Task requirements :: Please pick out and copy every line in the rows below that contains the string "life". Case counts.

Information supplied ::
###
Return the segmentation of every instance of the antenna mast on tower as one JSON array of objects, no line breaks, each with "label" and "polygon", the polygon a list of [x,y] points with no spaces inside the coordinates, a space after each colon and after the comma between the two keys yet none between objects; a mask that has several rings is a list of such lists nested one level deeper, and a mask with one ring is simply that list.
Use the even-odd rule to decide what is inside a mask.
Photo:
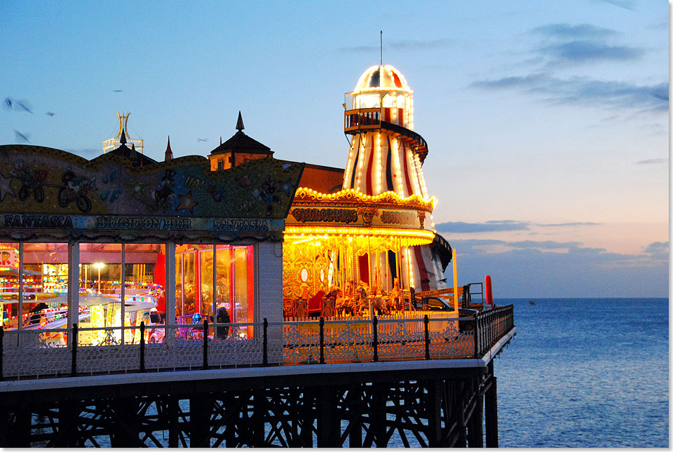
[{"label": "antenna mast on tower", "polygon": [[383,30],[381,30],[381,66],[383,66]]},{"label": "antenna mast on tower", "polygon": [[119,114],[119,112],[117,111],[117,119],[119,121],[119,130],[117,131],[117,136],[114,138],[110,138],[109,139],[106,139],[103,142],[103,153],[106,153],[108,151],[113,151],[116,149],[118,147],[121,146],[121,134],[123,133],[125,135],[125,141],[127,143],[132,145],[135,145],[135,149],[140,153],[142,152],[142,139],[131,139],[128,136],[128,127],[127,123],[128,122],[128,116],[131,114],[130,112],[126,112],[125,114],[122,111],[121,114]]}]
###
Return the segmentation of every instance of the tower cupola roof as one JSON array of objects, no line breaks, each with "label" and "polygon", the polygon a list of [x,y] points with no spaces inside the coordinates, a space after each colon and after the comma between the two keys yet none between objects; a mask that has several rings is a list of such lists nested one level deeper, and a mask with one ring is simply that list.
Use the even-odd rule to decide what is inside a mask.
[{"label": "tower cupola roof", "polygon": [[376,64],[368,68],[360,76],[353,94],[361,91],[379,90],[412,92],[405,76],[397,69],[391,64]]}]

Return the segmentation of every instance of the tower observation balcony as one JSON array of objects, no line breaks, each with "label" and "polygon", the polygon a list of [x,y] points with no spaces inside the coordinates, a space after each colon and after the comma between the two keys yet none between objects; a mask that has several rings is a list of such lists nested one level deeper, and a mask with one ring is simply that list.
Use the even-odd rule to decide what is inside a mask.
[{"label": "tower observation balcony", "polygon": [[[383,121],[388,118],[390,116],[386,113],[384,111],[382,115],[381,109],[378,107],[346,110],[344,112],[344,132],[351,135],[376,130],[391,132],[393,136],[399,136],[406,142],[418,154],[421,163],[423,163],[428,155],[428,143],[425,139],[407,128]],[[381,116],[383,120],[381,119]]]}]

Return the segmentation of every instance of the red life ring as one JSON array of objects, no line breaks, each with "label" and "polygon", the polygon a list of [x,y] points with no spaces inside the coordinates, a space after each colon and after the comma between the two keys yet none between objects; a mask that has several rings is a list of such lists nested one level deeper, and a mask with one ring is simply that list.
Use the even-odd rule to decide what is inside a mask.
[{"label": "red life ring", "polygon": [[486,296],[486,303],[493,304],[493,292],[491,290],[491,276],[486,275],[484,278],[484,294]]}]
###
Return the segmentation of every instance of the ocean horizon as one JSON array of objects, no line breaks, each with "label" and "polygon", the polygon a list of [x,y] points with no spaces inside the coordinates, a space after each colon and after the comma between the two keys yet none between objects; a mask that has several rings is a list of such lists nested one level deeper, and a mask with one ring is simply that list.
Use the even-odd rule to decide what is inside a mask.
###
Written answer ::
Return the segmentation of every instance of the red life ring as one JSON array of objects, no line breaks, each with "label" and "polygon", the polygon a list of [x,y] points with no spaces inside the coordinates, a space after each colon and after the comma between the two keys yet none between objects; a mask that has several rings is a list of such lists nested one level deeper, and a mask with one ring is simply that list.
[{"label": "red life ring", "polygon": [[486,296],[486,303],[493,304],[493,292],[491,290],[491,276],[486,275],[484,278],[484,294]]}]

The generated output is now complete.